* [EXPLORE THE MATERIAL]
**a)** In the interview summary, copy the text from "Greg interviews Troy" to "community and overprescribing.".
**b)** Turn the paragraph of the interview summary that begins "Troy goes on to discuss" into a short bulleted list that keeps its main facts.
**c)** Based on the interview summary, decide whether each statement is true, answering yes or no and quoting the words that settle it: (i) Troy founded his pharmacy in 1996. (ii) Troy says doctors in general, rather than dentists, are usually the ones to overprescribe. (iii) Troy believes physicians must be retrained to fix the problem.

Greg interviews Troy Gahm, the Owner and Operator of Gahm’s Pharmacy in Lucasville Ohio. As a licensed pharmacist, Troy was quoted in Dreamland, a novel about the opioid epidemic in America. After founding the pharmacy in 1996, Troy has encountered problems with the opioid epidemic. He talks about what he has witnessed in his community and overprescribing.
Troy explains the complicated issue of doctors overprescribing medication to patients. He explains that dentists usually are the ones to overprescribe, because after the procedure is done they don’t want the patient to come back with issues. Troy believes that to fix the problem we have to retrain the physicians. He explains the problems that can arise from leftover medication, due to overprescribing. “When you have a root canal, you have pain for one day and you take 4 pills. What do you do with the rest of them? Stick them in your cabinet. What did you just do? Leave them for your son or daughter, whoever visits your house, to open your cabinet up and take those pills.”
Troy goes on to discuss what we need to do to end overprescribing. He says that we need to start treating people like we care about them, so they can get through the issue. He also believes that patients don’t always need narcotics for pain treatment. “They may only need narcotics for one day. After that they can get by with Motrin or Tylenol. We need to start doing that.”

(Source records)
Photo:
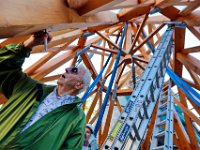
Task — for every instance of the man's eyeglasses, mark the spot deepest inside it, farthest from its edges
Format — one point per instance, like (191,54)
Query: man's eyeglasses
(73,70)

* [WRITTEN RESPONSES]
**a)**
Greg interviews Troy Gahm, the Owner and Operator of Gahm’s Pharmacy in Lucasville Ohio. As a licensed pharmacist, Troy was quoted in Dreamland, a novel about the opioid epidemic in America. After founding the pharmacy in 1996, Troy has encountered problems with the opioid epidemic. He talks about what he has witnessed in his community and overprescribing.

**b)**
- Troy discusses what is needed to end overprescribing.
- He says people should be treated as though we care about them, so they can get through the issue.
- He believes patients don't always need narcotics for pain.
- Narcotics may be needed for only one day, after which Motrin or Tylenol can be enough.

**c)**
(i) Yes: "After founding the pharmacy in 1996"
(ii) No: "dentists usually are the ones to overprescribe"
(iii) Yes: "to fix the problem we have to retrain the physicians"